Swap "pixel coordinates" for "image coordinates" at every occurrence in the data below, and reproduce all other text without alteration.

» Record list:
━━━━
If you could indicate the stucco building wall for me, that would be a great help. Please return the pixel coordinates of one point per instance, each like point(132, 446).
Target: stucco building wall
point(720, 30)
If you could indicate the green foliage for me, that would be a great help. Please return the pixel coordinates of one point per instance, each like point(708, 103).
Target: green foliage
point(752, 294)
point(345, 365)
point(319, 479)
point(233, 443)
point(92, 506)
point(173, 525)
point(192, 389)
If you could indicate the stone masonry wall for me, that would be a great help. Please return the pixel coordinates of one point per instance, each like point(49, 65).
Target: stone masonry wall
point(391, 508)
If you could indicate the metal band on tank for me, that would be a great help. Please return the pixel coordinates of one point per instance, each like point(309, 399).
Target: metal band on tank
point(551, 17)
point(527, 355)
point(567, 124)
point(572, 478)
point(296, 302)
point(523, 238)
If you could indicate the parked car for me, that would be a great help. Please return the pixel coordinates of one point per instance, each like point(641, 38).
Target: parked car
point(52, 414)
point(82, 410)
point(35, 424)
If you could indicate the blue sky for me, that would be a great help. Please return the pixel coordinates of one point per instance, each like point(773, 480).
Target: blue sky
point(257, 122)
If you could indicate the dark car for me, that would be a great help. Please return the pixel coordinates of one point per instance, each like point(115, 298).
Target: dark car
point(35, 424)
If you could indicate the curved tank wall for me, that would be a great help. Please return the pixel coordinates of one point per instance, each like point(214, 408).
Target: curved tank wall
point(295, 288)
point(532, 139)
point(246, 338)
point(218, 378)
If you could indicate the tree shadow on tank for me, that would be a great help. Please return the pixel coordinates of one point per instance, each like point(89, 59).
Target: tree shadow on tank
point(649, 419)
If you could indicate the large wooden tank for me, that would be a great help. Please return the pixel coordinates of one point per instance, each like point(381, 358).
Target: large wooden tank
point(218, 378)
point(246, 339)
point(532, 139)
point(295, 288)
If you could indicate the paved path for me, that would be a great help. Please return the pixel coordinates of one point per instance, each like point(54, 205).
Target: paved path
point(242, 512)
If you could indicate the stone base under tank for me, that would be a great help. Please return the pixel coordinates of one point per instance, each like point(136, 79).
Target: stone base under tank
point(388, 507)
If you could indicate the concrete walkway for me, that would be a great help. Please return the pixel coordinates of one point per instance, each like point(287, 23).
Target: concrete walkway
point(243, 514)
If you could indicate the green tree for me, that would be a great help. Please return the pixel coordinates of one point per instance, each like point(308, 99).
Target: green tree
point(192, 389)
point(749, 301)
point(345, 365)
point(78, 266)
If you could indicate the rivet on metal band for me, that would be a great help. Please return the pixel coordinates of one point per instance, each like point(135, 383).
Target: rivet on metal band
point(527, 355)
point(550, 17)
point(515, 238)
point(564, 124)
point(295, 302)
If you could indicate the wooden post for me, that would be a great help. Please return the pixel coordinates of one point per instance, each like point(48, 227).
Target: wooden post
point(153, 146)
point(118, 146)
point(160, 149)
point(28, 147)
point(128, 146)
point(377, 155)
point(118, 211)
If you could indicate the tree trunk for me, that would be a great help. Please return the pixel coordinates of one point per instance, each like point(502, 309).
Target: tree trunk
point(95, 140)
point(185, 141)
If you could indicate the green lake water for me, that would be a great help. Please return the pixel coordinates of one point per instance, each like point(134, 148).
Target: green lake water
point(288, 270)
━━━━
» Final answer:
If you could indicate the stucco building wall for me, that would be a great help. Please return the image coordinates of one point per instance, each like point(132, 446).
Target: stucco building wall
point(720, 30)
If you could indicate the green foliage for me, that would be a great help. Please return the image coordinates of one point per instance, each like point(708, 103).
Target: green foliage
point(752, 294)
point(345, 365)
point(319, 479)
point(233, 443)
point(92, 506)
point(173, 525)
point(192, 389)
If you could indicate the stone masonry wall for me, that would be a great help. Please return the image coordinates of one point per instance, each like point(49, 65).
Target: stone masonry wall
point(391, 508)
If you could indicate the metal band on tank for me, that would be a great help. Please return the image coordinates of one point per instance, each like point(309, 399).
Target: metal band on tank
point(551, 17)
point(527, 355)
point(567, 124)
point(572, 478)
point(296, 302)
point(523, 238)
If you could indicate the parked car for me, that would be a great help. Please return the image coordinates of one point per instance, each like point(641, 38).
Target: parked car
point(52, 414)
point(82, 410)
point(35, 424)
If you could indicate the blue sky for me, that would be a great help. Please return the image coordinates of one point per instance, each like point(773, 480).
Target: blue sky
point(257, 122)
If you could indicate the dark car for me, that would be a great help. Please return the image coordinates of one point per instance, each like point(115, 298).
Target: dark car
point(35, 424)
If you could indicate the curved tank wall for me, that would be a great help. Please return the image coordinates of one point per instance, each like point(214, 408).
Target: curved tank wall
point(295, 288)
point(532, 139)
point(246, 338)
point(218, 378)
If you could indicate the tree shadow on tank for me, that would be a great help. Please return the image coordinates of one point per instance, each like point(89, 59).
Target: tree shadow on tank
point(649, 419)
If you could indicate the large wooden tank for me, that would be a great help. Please return the image coordinates of one point per instance, each like point(381, 358).
Target: large wooden tank
point(218, 378)
point(246, 339)
point(532, 139)
point(295, 288)
If you could indicate the paved path for me, that would be a great help. Please return the image coordinates of one point per instance, each like point(54, 205).
Target: paved path
point(242, 512)
If you could indicate the stone base under tank for me, that would be a great help. Please return the image coordinates of one point per instance, each like point(136, 79).
Target: stone base under tank
point(388, 507)
If you could indicate the concrete walkway for me, that would be a great help. Please return the image coordinates of one point per instance, each like point(287, 23).
Target: concrete walkway
point(243, 514)
If you could indicate the green tree for me, that would be a great help. Please return the image coordinates of one point per instance, each like point(308, 99).
Target: green tree
point(192, 389)
point(749, 301)
point(345, 365)
point(78, 266)
If you could indicate the rivet on metal band for me, that would be a great help. Please return the image coordinates of one point per instance, each like point(135, 383).
Target: rivet on metal band
point(527, 355)
point(550, 17)
point(515, 238)
point(564, 124)
point(295, 302)
If you could indicate the wooden post for me, that would be a great help. Please return the image coordinates of one point per instance, each like point(48, 227).
Target: wooden post
point(153, 146)
point(118, 146)
point(160, 149)
point(28, 147)
point(128, 146)
point(377, 155)
point(118, 211)
If you could indicate the tree trunk for me, that would be a great help. Please return the image coordinates of one point per instance, each like point(502, 309).
Target: tree trunk
point(95, 140)
point(185, 141)
If you could indicate the green lake water for me, that would be a great help. Please return the image coordinates of one point per instance, each like point(134, 148).
Target: green lake water
point(288, 270)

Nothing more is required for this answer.